* [Job] Pick out and copy every line in the items below that contains the word "gondola". The match is case-sensitive.
•••
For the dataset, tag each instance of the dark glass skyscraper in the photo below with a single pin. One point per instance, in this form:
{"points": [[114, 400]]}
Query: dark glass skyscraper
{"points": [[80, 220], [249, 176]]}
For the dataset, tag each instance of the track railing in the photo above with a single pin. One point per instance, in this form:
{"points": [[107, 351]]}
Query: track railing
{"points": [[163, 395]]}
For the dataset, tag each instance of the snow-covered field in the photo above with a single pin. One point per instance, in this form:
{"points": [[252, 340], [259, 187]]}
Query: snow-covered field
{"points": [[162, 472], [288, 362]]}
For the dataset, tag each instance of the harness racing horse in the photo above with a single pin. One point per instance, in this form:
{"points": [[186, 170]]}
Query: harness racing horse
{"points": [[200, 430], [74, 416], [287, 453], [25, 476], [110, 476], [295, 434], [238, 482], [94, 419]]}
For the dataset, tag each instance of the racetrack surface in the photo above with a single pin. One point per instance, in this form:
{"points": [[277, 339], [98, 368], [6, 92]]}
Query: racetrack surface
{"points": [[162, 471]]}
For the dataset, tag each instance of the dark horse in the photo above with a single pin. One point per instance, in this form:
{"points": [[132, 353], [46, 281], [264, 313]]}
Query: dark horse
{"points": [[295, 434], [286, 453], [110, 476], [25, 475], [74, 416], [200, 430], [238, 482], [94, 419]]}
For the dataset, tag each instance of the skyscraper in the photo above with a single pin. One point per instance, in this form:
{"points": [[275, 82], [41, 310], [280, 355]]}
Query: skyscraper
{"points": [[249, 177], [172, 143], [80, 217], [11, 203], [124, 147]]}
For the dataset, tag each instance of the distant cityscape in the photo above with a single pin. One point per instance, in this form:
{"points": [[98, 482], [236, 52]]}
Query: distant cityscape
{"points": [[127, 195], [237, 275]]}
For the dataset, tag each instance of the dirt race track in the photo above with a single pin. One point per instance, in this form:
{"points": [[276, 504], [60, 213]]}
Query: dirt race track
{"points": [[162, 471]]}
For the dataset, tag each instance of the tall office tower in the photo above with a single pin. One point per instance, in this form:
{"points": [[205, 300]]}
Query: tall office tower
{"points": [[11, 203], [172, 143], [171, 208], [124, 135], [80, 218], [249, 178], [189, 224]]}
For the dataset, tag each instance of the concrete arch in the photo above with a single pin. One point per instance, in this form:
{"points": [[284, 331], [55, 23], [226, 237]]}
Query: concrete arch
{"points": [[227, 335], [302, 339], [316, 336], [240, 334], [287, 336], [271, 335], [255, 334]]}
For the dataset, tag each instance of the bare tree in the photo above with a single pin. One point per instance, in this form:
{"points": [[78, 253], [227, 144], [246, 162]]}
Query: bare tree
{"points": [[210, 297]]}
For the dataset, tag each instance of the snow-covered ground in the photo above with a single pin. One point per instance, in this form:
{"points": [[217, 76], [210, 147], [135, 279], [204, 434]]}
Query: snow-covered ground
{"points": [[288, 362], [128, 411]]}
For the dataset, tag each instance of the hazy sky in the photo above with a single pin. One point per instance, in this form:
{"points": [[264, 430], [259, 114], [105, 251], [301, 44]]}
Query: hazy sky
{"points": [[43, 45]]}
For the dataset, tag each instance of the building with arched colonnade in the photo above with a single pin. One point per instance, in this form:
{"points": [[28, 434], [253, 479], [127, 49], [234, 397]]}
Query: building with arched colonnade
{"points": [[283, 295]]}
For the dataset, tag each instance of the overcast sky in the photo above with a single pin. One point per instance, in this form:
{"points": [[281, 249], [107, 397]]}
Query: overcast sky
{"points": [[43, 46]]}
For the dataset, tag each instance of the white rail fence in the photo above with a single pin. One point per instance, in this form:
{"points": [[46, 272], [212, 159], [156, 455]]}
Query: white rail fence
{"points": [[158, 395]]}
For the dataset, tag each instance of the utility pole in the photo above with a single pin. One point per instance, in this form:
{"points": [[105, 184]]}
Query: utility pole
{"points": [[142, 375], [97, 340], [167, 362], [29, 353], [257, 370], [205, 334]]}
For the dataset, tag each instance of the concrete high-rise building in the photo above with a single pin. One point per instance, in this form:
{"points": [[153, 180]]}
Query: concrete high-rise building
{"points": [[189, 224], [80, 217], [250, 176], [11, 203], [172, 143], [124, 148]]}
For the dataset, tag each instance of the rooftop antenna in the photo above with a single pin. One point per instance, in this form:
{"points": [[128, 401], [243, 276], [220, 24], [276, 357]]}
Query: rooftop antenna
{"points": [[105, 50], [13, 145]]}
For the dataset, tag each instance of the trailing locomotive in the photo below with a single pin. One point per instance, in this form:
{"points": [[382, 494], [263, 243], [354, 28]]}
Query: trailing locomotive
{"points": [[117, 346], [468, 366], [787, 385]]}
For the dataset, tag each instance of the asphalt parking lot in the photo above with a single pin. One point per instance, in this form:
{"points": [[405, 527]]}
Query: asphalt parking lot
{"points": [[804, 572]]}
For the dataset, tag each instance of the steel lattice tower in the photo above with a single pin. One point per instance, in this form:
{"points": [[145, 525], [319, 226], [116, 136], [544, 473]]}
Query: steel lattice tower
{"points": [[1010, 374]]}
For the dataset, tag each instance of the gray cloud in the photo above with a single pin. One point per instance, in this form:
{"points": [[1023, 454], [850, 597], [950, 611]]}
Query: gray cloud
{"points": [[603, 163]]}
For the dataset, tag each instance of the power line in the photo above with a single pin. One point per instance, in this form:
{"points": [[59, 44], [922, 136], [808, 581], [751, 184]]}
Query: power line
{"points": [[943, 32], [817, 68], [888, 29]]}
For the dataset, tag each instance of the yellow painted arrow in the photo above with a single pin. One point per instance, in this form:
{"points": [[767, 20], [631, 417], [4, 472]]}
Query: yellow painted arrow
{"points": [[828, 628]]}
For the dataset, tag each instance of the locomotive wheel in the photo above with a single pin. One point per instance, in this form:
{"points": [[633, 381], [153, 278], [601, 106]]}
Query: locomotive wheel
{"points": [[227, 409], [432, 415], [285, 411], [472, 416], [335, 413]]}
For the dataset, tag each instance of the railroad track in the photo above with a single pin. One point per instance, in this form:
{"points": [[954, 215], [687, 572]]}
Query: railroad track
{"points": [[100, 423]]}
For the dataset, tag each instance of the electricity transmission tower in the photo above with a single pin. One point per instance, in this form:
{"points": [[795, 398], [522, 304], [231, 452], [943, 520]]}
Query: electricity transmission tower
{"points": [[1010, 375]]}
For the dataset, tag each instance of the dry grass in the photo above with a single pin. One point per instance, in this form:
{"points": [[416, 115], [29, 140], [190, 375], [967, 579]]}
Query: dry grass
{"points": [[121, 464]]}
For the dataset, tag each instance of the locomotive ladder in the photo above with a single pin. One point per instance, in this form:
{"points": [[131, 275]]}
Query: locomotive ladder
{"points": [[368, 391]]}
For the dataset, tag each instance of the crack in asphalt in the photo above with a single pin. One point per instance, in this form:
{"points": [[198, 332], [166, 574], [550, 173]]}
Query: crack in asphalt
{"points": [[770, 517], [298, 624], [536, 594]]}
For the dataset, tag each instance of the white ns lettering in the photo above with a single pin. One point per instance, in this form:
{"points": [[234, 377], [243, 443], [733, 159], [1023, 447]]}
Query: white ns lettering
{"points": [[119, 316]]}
•••
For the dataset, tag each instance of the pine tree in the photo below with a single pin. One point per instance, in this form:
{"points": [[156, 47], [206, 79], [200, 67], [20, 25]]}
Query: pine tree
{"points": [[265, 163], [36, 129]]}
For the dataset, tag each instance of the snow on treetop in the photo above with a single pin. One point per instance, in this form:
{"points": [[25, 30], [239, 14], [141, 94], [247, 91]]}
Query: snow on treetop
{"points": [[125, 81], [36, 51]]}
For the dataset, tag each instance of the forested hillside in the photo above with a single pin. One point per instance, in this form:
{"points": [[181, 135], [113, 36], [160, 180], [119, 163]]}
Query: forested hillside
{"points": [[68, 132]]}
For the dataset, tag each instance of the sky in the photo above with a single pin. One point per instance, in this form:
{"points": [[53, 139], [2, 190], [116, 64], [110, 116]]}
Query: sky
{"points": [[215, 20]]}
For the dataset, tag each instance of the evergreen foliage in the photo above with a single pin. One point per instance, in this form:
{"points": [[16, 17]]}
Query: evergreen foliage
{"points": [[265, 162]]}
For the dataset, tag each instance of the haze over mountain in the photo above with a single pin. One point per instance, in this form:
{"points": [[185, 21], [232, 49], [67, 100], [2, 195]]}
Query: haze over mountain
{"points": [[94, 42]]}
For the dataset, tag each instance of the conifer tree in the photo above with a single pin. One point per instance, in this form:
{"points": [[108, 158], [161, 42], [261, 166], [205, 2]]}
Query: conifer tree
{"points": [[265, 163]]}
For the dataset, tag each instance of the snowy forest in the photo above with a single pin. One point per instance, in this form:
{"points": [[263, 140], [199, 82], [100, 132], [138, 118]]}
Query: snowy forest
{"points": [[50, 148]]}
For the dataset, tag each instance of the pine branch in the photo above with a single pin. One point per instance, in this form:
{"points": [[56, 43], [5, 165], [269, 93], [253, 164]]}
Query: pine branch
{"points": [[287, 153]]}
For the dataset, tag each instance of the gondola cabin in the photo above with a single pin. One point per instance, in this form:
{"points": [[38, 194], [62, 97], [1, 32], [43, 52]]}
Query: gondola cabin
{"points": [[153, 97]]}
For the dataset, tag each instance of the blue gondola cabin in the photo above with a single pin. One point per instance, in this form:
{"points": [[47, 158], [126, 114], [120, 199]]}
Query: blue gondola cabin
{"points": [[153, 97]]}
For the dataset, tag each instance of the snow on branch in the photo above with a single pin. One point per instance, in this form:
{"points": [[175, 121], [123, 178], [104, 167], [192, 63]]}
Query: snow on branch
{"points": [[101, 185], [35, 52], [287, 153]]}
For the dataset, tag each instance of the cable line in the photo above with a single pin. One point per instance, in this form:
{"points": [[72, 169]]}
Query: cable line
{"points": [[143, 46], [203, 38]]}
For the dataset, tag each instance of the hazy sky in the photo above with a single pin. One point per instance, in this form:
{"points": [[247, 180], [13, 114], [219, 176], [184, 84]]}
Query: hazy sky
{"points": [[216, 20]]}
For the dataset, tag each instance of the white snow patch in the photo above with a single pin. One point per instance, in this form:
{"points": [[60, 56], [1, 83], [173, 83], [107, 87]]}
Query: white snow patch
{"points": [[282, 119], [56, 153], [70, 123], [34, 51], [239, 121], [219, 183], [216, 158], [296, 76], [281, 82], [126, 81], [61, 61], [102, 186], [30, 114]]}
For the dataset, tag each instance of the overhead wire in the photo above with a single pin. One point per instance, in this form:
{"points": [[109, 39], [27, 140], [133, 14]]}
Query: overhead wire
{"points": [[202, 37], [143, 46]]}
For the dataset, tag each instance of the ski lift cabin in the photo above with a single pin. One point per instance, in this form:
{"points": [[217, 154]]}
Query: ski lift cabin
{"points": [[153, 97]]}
•••
* [Right answer]
For the dataset, tag each instance of the gondola cabin in the photo above with a single pin. One point per instance, in this form:
Query: gondola cabin
For the dataset, tag each instance of the blue gondola cabin in the photo above with a single pin. One point per instance, in this form:
Query: blue gondola cabin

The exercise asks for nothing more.